As shown in FIG. 6D, the above tempo change subroutine SL1 is the routine consisting of steps SP40 to SP55. In this routine, it is first judged whether the DOWN switch 9b is "ON" or not in a step SP41. When the judgment result of this step SP41 is "YES", the processing proceeds to a step SP42 wherein it is judged whether the UP switch 9a is depressed or not. The judgment result of this step SP42 turns to "NO" in the case where only the DOWN switch 9b is depressed. In this case, the processing passes through a step SP43 and then proceeds to a step SP45 wherein the content of register TEMPO is decremented by one. The process of the step SP43 is the process wherein it is judged whether the content of register TEMPO is larger than "0" or not. In the case where the judgment result of this step SP43 is "NO", the decrement process cannot be executed on the register TEMPO. Hence, in this case, the processing immediately returns to the main routine via a step SP44.

On the other hand, the case where the judgment result of the step SP42 is "YES" is the case where both of the UP switch 9a and DOWN switch 9b are simultaneously depressed. In this case, the processing proceeds to a step SP46 wherein the register TEMPO is written by the data stored in the register TMPINIT (which must correspond to the selected rhythm at this time). Therefore, the content of register TEMPO is rewritten by the data preset in the register TMPINIT, regardless of the preceding value thereof.

- _DATASET EXTRACT_:
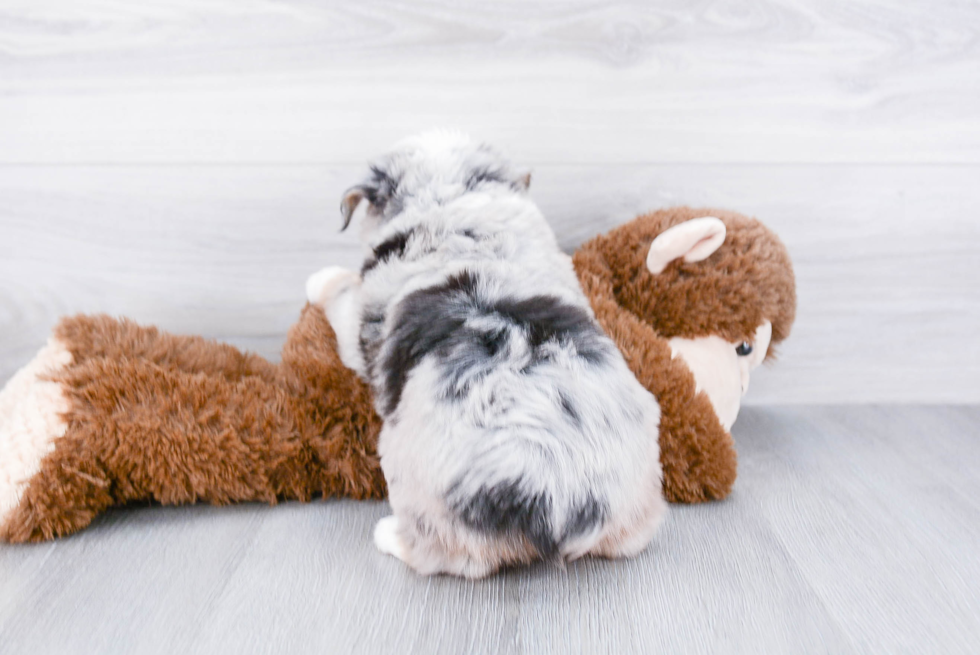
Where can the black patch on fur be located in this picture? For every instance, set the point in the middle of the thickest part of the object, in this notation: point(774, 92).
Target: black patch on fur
point(369, 339)
point(482, 175)
point(427, 319)
point(393, 246)
point(433, 321)
point(548, 318)
point(569, 409)
point(507, 508)
point(380, 187)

- _WORK TO COMPLETE_: Reproduce the part of the tempo-change description from "On the other" up to and including "preceding value thereof.", word for word.

- _ANSWER FOR THIS EXERCISE_:
On the other hand, the case where the judgment result of the step SP42 is "YES" is the case where both of the UP switch 9a and DOWN switch 9b are simultaneously depressed. In this case, the processing proceeds to a step SP46 wherein the register TEMPO is written by the data stored in the register TMPINIT (which must correspond to the selected rhythm at this time). Therefore, the content of register TEMPO is rewritten by the data preset in the register TMPINIT, regardless of the preceding value thereof.